----- DATA SHOWN -----

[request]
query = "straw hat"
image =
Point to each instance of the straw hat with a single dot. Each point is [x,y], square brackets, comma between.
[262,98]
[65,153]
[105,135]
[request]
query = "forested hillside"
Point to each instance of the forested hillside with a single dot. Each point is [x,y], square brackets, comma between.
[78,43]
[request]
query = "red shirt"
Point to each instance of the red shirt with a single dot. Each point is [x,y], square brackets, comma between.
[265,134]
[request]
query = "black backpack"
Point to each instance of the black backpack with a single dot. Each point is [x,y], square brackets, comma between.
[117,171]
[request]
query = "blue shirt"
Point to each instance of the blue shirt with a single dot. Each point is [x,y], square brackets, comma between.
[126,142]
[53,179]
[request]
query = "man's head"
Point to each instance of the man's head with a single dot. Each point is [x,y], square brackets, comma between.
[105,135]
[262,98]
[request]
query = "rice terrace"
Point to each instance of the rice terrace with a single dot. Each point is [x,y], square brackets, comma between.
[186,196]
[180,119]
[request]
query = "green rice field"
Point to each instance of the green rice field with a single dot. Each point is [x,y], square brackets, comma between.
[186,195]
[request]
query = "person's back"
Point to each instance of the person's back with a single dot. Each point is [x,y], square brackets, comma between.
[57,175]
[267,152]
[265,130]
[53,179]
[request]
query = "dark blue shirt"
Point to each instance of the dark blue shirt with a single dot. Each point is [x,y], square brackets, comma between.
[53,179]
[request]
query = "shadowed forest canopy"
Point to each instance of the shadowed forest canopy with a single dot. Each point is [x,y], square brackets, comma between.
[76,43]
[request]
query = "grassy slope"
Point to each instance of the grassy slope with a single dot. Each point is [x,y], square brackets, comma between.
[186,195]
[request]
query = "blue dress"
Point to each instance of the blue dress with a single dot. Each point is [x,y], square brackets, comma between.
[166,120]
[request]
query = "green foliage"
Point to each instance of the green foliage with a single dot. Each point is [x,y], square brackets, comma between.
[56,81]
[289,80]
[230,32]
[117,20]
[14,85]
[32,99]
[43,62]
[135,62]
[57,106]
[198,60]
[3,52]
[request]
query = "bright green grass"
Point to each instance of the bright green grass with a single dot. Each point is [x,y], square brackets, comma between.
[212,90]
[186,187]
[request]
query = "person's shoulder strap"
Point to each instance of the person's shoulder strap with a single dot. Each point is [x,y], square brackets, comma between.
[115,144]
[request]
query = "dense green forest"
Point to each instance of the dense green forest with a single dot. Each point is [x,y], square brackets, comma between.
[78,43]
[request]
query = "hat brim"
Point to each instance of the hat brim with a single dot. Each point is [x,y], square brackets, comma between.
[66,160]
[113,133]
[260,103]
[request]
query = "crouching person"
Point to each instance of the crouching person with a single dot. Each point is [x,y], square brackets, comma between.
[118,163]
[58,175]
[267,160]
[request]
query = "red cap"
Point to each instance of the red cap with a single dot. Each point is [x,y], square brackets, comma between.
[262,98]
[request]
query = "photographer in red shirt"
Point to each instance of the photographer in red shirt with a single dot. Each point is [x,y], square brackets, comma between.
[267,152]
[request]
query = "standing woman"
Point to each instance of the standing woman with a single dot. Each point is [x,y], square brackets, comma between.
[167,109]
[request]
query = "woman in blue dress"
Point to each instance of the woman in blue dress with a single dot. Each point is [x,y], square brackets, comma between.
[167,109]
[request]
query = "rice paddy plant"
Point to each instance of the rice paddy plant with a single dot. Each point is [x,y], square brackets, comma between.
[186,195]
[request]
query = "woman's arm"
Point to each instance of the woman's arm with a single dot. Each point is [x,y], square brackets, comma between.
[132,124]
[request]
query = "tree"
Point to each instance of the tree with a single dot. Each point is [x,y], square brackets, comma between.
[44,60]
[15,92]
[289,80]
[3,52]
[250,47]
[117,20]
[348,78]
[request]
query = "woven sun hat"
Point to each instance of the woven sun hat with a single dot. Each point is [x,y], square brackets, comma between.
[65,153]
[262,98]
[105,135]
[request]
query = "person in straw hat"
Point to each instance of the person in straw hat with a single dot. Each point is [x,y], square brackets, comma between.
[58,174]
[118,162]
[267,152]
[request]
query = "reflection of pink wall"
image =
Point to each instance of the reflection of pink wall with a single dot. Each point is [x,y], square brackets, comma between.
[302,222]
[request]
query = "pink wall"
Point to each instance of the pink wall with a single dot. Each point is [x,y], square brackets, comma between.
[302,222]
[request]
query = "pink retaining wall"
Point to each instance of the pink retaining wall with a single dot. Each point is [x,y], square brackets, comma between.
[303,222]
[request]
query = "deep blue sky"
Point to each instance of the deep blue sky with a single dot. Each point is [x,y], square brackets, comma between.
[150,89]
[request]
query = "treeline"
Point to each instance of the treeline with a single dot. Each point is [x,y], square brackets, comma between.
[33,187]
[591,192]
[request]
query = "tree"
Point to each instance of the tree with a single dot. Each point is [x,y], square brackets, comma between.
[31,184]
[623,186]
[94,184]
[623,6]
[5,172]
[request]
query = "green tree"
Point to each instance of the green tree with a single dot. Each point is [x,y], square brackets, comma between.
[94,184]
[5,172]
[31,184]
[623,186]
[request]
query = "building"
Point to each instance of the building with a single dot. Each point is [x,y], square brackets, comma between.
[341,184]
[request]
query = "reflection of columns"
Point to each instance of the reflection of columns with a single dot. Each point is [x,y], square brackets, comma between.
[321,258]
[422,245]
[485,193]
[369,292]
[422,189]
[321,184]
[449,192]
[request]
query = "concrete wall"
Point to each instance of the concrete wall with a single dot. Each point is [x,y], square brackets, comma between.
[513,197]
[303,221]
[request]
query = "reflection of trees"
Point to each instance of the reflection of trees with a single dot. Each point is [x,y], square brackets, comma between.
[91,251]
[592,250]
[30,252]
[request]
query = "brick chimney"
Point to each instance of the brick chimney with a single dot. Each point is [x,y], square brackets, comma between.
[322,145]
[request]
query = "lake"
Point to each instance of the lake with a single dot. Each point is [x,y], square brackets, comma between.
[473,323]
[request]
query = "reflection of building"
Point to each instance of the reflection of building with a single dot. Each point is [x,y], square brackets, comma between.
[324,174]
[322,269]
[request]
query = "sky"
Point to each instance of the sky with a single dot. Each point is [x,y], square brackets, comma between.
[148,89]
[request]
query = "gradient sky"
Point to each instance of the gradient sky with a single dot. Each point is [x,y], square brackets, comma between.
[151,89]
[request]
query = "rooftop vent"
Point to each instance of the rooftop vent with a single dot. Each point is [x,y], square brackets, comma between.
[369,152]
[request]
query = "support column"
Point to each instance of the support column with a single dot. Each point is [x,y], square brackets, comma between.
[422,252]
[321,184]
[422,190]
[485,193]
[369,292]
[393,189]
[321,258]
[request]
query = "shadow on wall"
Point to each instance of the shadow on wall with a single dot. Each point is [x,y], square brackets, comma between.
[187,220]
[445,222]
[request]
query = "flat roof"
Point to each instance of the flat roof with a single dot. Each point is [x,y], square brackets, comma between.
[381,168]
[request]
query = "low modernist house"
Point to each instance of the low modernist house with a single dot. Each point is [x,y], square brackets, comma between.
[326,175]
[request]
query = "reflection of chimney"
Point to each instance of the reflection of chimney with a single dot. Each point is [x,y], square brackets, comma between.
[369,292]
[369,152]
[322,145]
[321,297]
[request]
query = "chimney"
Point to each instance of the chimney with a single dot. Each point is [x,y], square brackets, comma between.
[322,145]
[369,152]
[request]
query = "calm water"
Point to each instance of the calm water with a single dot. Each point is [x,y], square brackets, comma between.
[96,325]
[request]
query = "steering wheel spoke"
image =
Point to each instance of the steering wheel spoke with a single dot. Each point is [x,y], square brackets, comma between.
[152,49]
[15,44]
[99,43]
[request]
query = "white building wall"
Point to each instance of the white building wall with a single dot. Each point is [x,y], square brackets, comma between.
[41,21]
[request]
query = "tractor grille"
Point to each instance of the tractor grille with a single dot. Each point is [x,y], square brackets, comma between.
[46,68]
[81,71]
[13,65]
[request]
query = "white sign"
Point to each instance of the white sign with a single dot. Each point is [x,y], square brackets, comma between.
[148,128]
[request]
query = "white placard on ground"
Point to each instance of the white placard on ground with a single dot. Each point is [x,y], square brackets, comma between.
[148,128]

-----

— PROBLEM REQUIREMENTS —
Count the lines above that contain the string "rice", and give only that number.

— SOLUTION FOR THIS EXERCISE —
6